Point placement records

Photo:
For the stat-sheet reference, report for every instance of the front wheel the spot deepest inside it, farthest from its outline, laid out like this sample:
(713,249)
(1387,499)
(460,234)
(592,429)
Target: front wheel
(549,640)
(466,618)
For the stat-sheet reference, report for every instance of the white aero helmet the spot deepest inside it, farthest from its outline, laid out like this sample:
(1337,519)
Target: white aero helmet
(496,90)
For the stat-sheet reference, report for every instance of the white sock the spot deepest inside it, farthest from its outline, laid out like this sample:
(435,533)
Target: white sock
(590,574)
* * *
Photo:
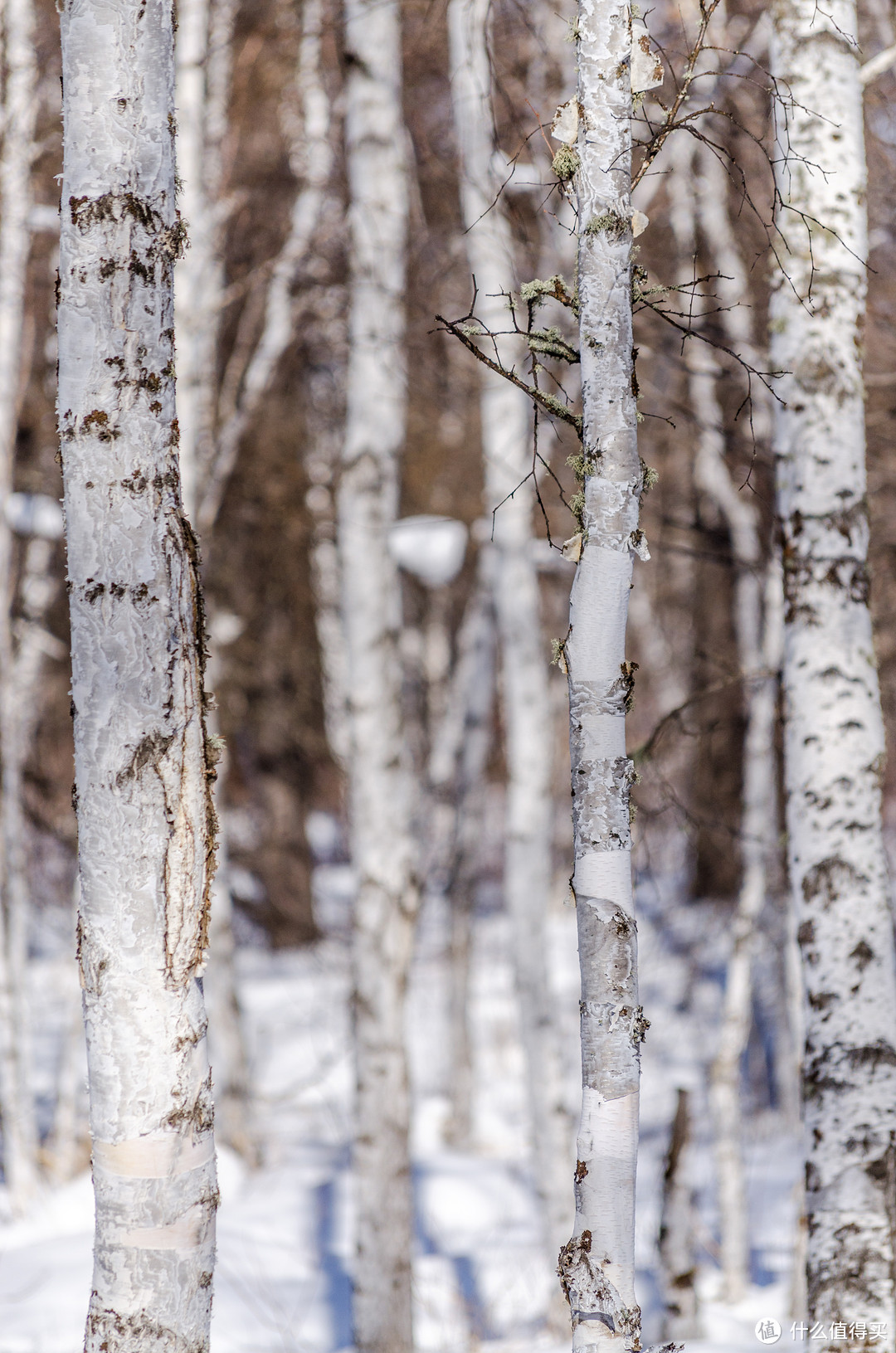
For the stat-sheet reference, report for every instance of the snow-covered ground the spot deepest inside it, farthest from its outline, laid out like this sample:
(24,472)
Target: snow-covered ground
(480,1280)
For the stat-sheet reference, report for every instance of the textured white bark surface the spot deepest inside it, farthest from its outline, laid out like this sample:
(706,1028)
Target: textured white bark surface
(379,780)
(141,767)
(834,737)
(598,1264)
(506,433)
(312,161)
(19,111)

STATED TASK
Copy out every line above that contains the string "aero".

THE COMPLETED TASK
For the stat-sheet reference, report for every instance of the white aero helmet the spot deepest inside it, farthest from its outline, laid out like this sample:
Target: white aero helmet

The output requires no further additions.